------ Texte à lire

Ainsi Fonck, Fonck, Fonck…

  • Portrait
Luxembourg  / Arlon

Par Mélanie Noiret

Dans quelques mois, Jean-Luc Fonck fêtera ses 60 ans. Déjà, oui ! Depuis bientôt 30 ans, il amuse la galerie avec ses chansons à textes, sa gouaille toujours aimable, mais sans concession, qu’il distribue en pépites aussi bien sur scène qu’à la radio et à la télévision. 

 

Depuis une quinzaine d’années, l’artiste, Arlonais d’origine, partage aussi son sens de l’humour, ses jeux de mots et son imagination débordante à travers des écrits, romans et recueils de nouvelles. Dans son dernier opus, « Les hommes préfèrent les grottes » (Éditions Luc Pire), on retrouve son personnage fétiche, le très spécial et très fonctionnaire Hubert, dans une aventure bizarroïde sur fond de Grottes de Han. Quant à son soixantième anniversaire, le toujours jeune rêveur convie le public à le fêter à l’Ancienne Belgique le jour fatidique, soit le 9 mars 2017 pour un concert « Olé ! Olé ! ». En attendant, entre deux chroniques « La chanson du vendredi » sur La Première, entre deux concerts ou séances d’écriture, Monsieur Fonck se permet une pause dans un café en notre compagnie et répond à nos questions… Euh, non, en fait ! Parce qu’une interview classique avec Jean-Luc Fonck, c’est pour ainsi dire impossible. Alors, les questions préparées, vous les conservez dans votre carnet et vous tâchez d’improviser une belle rencontre avec lui. Donc, ne vous attendez pas à des questions « carrées-carrées »… Parce que ça tourne plutôt rond chez Jean-Luc Fonck !

------------
------ Extrait des données

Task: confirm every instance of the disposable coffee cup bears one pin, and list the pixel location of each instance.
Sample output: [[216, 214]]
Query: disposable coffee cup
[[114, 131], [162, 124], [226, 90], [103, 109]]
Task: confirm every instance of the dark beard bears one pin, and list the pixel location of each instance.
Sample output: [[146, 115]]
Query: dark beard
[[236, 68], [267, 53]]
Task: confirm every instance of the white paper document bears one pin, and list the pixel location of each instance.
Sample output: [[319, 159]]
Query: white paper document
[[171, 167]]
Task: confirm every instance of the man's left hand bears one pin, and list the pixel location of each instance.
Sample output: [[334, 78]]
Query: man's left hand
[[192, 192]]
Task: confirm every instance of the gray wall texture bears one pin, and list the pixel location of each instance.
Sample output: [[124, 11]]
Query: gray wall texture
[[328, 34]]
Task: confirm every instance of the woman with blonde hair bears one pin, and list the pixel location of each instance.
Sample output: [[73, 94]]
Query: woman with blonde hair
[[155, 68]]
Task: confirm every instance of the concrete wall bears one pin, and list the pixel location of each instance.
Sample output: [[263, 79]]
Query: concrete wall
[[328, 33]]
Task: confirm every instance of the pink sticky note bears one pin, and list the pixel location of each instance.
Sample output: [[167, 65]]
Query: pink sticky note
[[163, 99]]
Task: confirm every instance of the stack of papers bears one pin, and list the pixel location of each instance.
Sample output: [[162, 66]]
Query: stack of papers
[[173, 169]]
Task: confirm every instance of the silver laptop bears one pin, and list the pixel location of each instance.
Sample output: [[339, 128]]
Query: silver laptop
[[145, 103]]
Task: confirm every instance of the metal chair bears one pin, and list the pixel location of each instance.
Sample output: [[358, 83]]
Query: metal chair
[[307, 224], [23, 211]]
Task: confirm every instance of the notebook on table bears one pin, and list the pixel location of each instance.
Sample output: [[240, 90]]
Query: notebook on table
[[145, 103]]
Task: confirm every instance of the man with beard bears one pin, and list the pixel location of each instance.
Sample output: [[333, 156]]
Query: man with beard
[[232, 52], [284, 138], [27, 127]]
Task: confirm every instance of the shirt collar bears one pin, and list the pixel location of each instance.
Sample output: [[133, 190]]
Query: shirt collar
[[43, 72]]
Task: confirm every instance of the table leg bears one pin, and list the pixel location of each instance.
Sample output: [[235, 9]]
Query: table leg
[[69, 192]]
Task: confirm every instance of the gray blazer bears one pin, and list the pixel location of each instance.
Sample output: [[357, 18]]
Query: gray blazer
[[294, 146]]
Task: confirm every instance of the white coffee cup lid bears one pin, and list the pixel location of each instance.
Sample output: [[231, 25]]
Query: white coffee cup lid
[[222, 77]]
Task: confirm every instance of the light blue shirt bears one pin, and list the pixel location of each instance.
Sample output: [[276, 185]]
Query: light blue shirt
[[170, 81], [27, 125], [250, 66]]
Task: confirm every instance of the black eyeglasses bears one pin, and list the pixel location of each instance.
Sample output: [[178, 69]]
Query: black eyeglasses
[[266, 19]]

------------

Consigne
D'après le portrait de Jean-Luc Fonck, répondez brièvement :
1. Quel âge Jean-Luc Fonck fêtera-t-il dans quelques mois ?
2. Quel est le titre de son dernier livre, et chez quel éditeur est-il paru ?
3. Dans quelle salle et à quelle date donnera-t-il son concert d'anniversaire ?

Réponse
1. 60 ans.
2. « Les hommes préfèrent les grottes », aux Éditions Luc Pire.
3. À l'Ancienne Belgique, le 9 mars 2017.